Восстановление прямого правительственного вмешательства в дела университетов и укрепление едва пошатнувшихся централизованного государственного управления и административного произвола в «университетском вопросе» связаны с именами двух руководителей Министерства народного просвещения: Д. А. Толстого (1866-1880) и И. Д. Делянова (1882-1897). Рассмотрим, как им удалось пресечь процесс либерализации университетской жизни и подготовить среду для ликвидации тех оказавшихся зыбкими и недолговечными достижений устава 1863 г., которые определяли взаимоотношения университетов и власти.

Новые веяния в политике Министерства народного просвещения первыми испытали на себе студенты университетов, значительная часть которых в глазах правительства выглядела подверженной «пагубным лжеучениям», отравленной нигилизмом и страдающей «расшатанностью умов». «Стремления к умствованиям» юношей, «дерзновенно посягающих» на российские святыни: «религиозные верования... покорность закону... уважение к установленным властям» - казались и Александру II предвестниками политической смуты. Поэтому в своем рескрипте от 13 мая 1866 г. на имя председателя Комитета министров П. П. Гагарина император дал особые указания лицам, ответственным за воспитание молодежи: не допускать «ни явного, ни тайного проповедания тех разрушительных понятий, которые одинаково враждебны всем условиям нравственного и материального благосостояния народа» [5, с. 483]. Монаршая воля стала для нового руководителя Министерства народного просвещения, графа Д. А. Толстого, сохранившего и пост обер-прокурора Священного Синода, руководящим началом и программой действий в отношении исправления университетского устава 1863 г. «в духе истин религии, уважения к правам собственности и соблюдения коренных начал общественного порядка» [5, с. 483].

В августе 1866 г. он полностью одобрил разработанные Особой комиссией под председательством своего заместителя И. Д. Делянова «Правила о надзоре за студентами вне стен университета и воспитанниками высших учебных заведений разных ведомств». Ректоры университетов и директора высших учебных заведений, входившие в состав комиссии, определили взаимные обязанности учебного начальства и полиции по надзору за студентами, согласились при-

держиваться единства правил и действий в вопросах, касавшихся дисциплины учащихся. Они возложили на себя ответственность извещать полицию о всех сомнительных в нравственном и политическом отношениях лицах, «составляющих самый опасный и ненадежный элемент в университетской молодежи», и постановили запрещать учащимся устраивать всякого рода публичные собрания, даже с благотворительной целью [5, с. 500; 18, с. 63]. «Правила» были рассмотрены в Комитете министров и Высочайше одобрены 26 мая 1867 г. С этого момента в университетской политике начал утверждаться «реакционный курс» [18, с. 63].

* [ЗАДАЧИ ДЛЯ РЕШЕНИЯ]
[A] Какого числа «Правила» о надзоре за студентами были Высочайше одобрены, согласно тексту о политике Министерства народного просвещения?
[B] Перепишите дословно отрывок из текста о политике Министерства народного просвещения, начиная со слов «держиваться единства правил» и заканчивая словами «[18, с. 63].».

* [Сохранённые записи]

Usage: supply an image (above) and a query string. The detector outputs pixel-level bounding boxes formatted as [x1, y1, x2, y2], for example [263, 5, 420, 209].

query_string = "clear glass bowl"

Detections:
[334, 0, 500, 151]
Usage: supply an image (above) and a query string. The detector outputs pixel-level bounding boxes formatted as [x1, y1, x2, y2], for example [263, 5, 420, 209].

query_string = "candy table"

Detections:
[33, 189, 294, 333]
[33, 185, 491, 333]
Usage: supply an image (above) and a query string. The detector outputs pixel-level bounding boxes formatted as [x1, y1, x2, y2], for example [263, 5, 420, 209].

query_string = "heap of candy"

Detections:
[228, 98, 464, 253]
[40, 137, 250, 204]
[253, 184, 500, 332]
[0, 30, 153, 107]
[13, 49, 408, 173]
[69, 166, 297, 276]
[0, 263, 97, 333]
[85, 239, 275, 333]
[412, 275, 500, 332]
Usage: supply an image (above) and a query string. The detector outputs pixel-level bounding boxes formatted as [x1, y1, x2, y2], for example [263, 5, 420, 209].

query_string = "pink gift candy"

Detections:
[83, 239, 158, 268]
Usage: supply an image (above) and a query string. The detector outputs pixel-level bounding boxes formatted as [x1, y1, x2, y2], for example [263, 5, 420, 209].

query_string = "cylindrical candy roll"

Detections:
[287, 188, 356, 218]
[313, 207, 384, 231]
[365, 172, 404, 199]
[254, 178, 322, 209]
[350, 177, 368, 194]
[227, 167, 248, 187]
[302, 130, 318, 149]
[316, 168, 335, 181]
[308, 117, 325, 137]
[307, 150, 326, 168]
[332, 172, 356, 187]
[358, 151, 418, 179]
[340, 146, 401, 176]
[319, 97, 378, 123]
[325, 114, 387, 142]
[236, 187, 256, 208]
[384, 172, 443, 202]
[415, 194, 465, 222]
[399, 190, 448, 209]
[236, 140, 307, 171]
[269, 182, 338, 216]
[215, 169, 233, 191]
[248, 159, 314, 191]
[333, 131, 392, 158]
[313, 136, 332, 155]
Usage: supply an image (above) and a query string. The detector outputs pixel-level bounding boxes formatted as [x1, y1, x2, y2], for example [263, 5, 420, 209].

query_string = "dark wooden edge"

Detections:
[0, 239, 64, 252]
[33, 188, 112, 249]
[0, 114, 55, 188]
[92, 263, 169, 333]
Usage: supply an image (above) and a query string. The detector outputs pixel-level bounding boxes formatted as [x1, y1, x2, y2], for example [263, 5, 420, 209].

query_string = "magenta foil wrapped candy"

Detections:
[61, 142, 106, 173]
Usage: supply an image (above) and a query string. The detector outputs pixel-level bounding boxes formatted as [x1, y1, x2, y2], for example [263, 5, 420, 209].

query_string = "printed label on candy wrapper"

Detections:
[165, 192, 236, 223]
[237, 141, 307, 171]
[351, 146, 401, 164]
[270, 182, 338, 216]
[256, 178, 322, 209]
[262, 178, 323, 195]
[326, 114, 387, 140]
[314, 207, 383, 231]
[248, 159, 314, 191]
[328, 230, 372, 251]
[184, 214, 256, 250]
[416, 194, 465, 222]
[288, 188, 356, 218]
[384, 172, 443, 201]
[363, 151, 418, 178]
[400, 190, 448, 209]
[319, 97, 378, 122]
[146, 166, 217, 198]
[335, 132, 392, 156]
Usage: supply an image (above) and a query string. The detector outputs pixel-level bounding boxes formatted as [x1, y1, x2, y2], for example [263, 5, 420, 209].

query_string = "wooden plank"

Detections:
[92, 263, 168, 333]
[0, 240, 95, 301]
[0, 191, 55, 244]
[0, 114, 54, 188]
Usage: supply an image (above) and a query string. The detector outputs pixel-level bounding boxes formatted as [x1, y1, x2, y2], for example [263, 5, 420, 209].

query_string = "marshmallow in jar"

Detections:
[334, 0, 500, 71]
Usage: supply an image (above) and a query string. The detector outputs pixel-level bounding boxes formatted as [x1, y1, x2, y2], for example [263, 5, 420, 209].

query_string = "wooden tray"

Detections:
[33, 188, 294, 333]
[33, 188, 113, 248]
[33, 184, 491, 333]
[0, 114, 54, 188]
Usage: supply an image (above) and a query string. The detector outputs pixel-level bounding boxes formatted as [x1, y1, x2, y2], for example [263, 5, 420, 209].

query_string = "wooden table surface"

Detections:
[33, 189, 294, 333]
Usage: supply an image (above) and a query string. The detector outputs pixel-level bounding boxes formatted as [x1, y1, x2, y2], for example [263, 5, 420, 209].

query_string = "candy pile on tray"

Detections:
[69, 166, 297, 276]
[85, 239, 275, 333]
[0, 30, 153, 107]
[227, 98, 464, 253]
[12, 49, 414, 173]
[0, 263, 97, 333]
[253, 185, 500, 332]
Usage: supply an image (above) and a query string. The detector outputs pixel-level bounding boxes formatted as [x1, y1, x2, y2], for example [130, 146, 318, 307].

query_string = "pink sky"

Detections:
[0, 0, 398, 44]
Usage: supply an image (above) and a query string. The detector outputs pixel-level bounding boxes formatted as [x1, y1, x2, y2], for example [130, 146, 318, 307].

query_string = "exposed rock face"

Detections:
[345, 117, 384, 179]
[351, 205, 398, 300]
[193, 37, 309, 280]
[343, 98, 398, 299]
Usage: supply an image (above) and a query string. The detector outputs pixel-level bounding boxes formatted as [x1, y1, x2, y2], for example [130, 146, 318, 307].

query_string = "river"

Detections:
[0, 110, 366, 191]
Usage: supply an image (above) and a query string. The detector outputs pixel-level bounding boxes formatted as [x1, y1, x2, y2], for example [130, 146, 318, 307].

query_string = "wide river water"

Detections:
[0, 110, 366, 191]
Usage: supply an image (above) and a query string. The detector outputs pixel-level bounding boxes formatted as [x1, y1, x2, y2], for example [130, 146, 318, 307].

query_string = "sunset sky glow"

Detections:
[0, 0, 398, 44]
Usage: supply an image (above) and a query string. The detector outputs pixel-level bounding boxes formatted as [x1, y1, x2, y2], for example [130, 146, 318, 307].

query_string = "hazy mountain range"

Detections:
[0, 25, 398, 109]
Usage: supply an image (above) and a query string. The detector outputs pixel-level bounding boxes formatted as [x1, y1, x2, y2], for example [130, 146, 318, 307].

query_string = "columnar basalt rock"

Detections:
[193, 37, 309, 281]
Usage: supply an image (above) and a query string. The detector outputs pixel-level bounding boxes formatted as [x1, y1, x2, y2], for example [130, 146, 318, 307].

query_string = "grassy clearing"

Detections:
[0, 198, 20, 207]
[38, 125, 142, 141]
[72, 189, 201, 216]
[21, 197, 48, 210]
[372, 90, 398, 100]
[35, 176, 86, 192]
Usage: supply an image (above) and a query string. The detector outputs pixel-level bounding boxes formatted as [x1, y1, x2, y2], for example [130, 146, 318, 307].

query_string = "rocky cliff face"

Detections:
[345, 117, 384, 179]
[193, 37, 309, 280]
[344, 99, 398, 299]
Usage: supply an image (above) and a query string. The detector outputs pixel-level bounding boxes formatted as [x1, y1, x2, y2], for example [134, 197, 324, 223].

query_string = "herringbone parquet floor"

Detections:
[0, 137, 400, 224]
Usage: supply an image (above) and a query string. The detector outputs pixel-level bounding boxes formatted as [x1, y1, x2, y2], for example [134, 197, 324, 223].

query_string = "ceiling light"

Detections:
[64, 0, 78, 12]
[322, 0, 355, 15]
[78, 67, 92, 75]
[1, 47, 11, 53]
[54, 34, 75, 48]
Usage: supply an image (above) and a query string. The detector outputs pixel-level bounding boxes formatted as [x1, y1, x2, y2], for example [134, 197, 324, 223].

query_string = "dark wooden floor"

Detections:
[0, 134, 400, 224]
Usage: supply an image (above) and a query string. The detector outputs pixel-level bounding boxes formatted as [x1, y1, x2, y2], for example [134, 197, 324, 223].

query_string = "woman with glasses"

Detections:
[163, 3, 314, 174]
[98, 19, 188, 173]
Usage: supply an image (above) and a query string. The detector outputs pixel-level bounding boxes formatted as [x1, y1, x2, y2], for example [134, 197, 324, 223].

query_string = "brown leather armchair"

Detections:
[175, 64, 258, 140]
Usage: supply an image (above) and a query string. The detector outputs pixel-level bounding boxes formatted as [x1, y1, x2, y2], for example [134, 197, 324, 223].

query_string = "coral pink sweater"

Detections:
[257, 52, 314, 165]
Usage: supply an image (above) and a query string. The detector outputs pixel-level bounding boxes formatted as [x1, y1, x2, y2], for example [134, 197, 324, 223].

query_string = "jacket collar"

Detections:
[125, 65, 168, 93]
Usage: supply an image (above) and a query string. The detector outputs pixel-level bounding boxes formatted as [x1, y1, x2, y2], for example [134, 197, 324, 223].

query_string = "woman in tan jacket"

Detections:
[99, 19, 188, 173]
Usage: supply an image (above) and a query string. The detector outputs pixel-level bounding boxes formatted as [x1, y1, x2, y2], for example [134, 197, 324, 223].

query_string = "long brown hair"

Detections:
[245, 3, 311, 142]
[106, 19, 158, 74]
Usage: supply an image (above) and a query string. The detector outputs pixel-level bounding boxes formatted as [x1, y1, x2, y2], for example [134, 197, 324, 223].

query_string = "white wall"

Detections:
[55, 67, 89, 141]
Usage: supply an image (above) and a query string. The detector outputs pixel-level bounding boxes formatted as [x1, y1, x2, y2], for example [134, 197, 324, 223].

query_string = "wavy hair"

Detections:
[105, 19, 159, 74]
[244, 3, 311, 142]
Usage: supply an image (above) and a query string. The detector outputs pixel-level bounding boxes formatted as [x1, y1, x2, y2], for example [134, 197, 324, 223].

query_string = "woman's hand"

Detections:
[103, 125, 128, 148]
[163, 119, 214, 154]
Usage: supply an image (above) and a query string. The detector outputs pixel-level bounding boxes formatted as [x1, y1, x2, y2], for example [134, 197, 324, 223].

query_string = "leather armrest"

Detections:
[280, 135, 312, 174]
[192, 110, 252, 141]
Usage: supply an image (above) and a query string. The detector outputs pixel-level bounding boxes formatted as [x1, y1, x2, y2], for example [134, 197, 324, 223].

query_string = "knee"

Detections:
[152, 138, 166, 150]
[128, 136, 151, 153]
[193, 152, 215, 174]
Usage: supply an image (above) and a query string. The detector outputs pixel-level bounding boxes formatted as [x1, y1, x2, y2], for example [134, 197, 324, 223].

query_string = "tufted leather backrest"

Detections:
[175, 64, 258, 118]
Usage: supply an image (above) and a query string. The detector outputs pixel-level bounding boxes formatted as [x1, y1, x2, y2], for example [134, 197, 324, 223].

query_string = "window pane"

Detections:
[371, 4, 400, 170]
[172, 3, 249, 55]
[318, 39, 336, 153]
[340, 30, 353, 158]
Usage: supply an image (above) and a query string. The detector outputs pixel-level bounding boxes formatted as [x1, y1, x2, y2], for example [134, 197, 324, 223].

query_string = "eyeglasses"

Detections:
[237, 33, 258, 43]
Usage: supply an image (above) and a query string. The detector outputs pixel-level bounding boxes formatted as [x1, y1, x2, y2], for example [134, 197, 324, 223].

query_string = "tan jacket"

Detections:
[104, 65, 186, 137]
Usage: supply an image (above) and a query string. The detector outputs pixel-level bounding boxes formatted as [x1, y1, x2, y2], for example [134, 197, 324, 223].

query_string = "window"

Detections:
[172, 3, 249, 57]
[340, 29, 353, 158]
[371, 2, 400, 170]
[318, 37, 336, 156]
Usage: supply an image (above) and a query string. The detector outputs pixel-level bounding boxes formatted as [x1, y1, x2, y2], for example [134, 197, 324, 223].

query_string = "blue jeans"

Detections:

* [ОТВЕТЫ ПО ЗАДАЧАМ]
[A] 26 мая 1867 г.

[B]
держиваться единства правил и действий в вопросах, касавшихся дисциплины учащихся. Они возложили на себя ответственность извещать полицию о всех сомнительных в нравственном и политическом отношениях лицах, «составляющих самый опасный и ненадежный элемент в университетской молодежи», и постановили запрещать учащимся устраивать всякого рода публичные собрания, даже с благотворительной целью [5, с. 500; 18, с. 63]. «Правила» были рассмотрены в Комитете министров и Высочайше одобрены 26 мая 1867 г. С этого момента в университетской политике начал утверждаться «реакционный курс» [18, с. 63].